## READING PASSAGE
Re: How to unlock a locked table without re-starting the instance?

From: Marion <dont_use13_at_hotmail.com>
Date: 2000/06/01
Message-ID: <8h6dal$bp8$1_at_nnrp1.deja.com>#1/1


In article <8gqa11$1s7_at_netnews.hinet.net>,   "Dino Hsu" <dino1_at_ms1.hinet.net> wrote:
>
> Dear all,
>
> Background information:
> Our retail system is implemented on Oracle 8.05 on Windows NT 4 SP3
 (with
> Y2K patch), the programs are developed in Delphi 4. However, this
 project is
> an out-sourced one, the vendor knows only Delphi (connection through
 BDE)
> but nothing about Oracle.

## WRITTEN PROBLEM
Transcribe the entire newsgroup reply about unlocking a locked table without restarting the instance, keeping every line as it appears.

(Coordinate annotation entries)
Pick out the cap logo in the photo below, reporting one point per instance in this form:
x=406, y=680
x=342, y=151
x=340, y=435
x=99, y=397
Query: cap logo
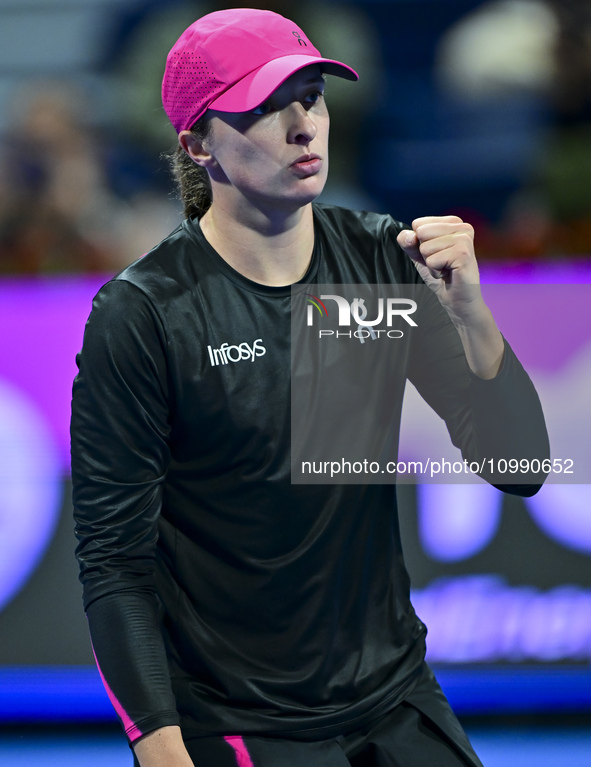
x=300, y=41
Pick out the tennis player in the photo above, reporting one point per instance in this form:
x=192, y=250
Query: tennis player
x=240, y=620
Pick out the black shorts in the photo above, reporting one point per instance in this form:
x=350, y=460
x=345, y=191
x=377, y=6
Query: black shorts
x=420, y=732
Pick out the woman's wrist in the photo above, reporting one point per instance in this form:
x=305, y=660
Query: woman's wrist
x=162, y=748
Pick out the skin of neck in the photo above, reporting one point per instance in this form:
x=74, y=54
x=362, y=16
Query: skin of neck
x=271, y=245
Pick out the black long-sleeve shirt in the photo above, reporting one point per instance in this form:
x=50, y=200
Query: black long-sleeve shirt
x=220, y=595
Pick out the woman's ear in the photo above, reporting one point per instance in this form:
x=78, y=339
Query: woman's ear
x=195, y=148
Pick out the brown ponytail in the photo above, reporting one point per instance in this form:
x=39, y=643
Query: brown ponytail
x=192, y=181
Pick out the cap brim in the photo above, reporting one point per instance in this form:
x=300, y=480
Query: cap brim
x=257, y=86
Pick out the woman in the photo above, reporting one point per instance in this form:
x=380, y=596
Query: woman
x=237, y=618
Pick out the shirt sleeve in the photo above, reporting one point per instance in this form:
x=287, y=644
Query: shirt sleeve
x=120, y=432
x=493, y=421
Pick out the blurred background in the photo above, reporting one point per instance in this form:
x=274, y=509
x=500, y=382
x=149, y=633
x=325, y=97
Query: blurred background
x=481, y=109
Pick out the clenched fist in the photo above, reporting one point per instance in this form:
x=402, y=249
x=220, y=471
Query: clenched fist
x=442, y=248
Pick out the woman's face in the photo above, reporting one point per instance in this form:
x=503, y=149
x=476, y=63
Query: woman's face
x=277, y=154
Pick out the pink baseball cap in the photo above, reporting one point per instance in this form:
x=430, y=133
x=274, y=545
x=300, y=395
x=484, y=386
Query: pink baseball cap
x=233, y=60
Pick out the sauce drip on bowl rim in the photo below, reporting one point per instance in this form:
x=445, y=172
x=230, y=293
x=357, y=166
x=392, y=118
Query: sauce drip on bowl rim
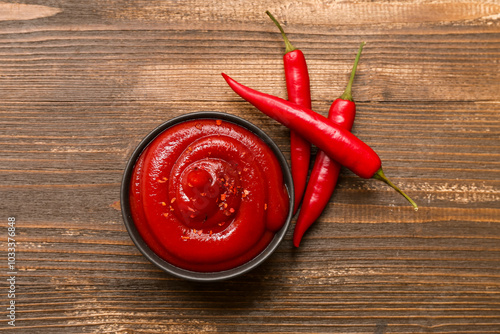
x=207, y=195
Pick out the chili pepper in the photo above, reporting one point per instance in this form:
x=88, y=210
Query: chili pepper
x=325, y=171
x=299, y=92
x=338, y=143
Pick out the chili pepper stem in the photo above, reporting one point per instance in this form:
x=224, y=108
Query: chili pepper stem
x=347, y=95
x=379, y=175
x=288, y=45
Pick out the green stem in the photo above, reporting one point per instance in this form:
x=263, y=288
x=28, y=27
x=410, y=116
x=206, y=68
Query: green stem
x=288, y=45
x=379, y=175
x=348, y=90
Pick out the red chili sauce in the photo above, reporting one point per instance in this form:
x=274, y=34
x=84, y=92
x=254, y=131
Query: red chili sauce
x=208, y=195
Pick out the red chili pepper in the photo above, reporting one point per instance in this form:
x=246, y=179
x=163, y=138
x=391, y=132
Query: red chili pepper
x=299, y=92
x=325, y=171
x=338, y=143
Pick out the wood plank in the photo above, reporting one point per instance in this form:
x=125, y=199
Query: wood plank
x=81, y=83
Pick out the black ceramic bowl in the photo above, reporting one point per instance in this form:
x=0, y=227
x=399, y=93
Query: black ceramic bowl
x=194, y=275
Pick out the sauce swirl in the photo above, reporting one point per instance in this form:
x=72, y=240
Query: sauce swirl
x=208, y=195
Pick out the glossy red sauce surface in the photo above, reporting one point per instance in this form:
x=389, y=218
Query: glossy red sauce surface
x=208, y=195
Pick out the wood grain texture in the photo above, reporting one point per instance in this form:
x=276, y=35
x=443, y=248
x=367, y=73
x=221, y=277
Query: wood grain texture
x=82, y=82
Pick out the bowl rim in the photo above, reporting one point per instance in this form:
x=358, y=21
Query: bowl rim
x=189, y=274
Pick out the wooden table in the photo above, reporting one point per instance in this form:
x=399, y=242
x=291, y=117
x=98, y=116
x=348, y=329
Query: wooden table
x=82, y=82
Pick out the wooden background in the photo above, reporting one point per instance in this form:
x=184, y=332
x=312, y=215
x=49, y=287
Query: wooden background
x=81, y=82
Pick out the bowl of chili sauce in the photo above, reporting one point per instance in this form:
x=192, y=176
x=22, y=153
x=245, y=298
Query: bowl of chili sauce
x=207, y=196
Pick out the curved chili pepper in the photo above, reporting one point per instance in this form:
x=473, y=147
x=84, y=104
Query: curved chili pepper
x=325, y=171
x=299, y=92
x=338, y=143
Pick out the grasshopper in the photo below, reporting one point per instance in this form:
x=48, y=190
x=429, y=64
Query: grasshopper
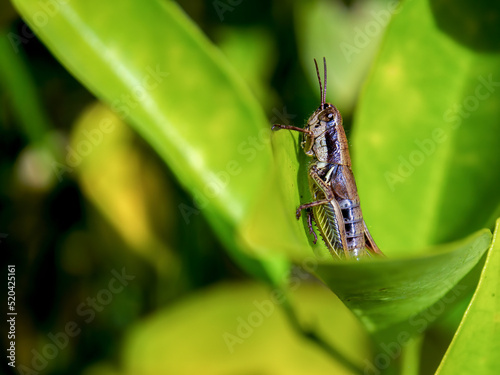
x=336, y=209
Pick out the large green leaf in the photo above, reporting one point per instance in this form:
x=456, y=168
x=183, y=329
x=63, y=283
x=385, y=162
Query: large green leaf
x=396, y=293
x=240, y=329
x=155, y=69
x=348, y=36
x=476, y=344
x=425, y=142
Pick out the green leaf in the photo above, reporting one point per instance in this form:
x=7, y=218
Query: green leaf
x=476, y=344
x=426, y=131
x=155, y=69
x=348, y=36
x=396, y=292
x=241, y=328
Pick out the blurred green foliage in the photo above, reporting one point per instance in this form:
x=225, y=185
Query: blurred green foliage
x=144, y=199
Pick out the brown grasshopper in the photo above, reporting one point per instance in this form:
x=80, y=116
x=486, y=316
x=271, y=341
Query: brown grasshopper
x=335, y=210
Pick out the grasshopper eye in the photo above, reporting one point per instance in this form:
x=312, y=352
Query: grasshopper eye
x=326, y=117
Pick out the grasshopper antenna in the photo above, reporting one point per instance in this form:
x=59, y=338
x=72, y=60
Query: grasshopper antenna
x=319, y=80
x=323, y=99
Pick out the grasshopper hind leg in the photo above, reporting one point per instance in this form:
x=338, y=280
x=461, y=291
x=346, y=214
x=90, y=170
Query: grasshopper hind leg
x=310, y=219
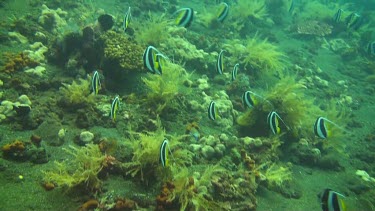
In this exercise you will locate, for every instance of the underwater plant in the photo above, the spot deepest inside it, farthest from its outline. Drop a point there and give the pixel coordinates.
(153, 31)
(287, 98)
(257, 54)
(77, 94)
(249, 9)
(192, 191)
(161, 89)
(82, 169)
(146, 154)
(276, 176)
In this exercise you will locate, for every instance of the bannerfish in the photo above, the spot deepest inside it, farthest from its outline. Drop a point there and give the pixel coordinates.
(184, 17)
(235, 71)
(332, 201)
(371, 48)
(337, 16)
(219, 63)
(223, 12)
(212, 111)
(114, 107)
(291, 7)
(164, 153)
(321, 129)
(126, 21)
(273, 121)
(95, 82)
(153, 60)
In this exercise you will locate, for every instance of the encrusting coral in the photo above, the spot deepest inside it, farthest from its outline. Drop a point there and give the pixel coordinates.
(17, 62)
(85, 166)
(121, 52)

## SOLUTION FOR THIS TASK
Re: How to unlock a locked table without re-starting the instance?

From: Marion <dont_use13_at_hotmail.com>
Date: 2000/06/01
Message-ID: <8h6dal$bp8$1_at_nnrp1.deja.com>#1/1


In article <8gqa11$1s7_at_netnews.hinet.net>,   "Dino Hsu" <dino1_at_ms1.hinet.net> wrote:
>
> Dear all,
>
> Background information:
> Our retail system is implemented on Oracle 8.05 on Windows NT 4 SP3
 (with
> Y2K patch), the programs are developed in Delphi 4. However, this
 project is
> an out-sourced one, the vendor knows only Delphi (connection through
 BDE)
> but nothing about Oracle.